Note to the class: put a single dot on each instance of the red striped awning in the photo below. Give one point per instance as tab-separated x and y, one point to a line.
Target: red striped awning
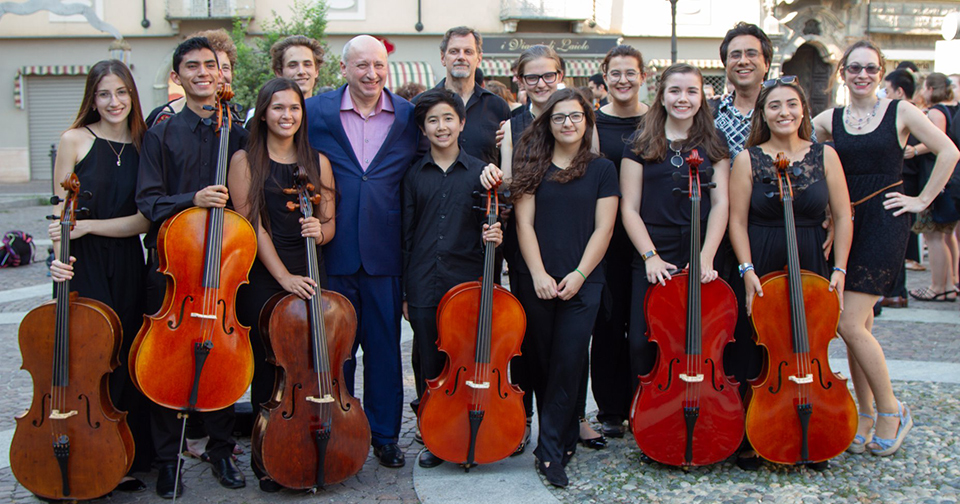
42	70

...

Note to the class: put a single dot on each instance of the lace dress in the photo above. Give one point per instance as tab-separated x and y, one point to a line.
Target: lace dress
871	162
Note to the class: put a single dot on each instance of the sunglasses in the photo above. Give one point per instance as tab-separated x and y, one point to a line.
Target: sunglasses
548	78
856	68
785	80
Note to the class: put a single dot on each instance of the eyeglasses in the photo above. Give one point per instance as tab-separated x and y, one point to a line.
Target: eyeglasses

> **THE TASK**
Count the lines in the items above that contain the word "dress", matching case exactly. Give only the number.

> **RESULT BELOW**
2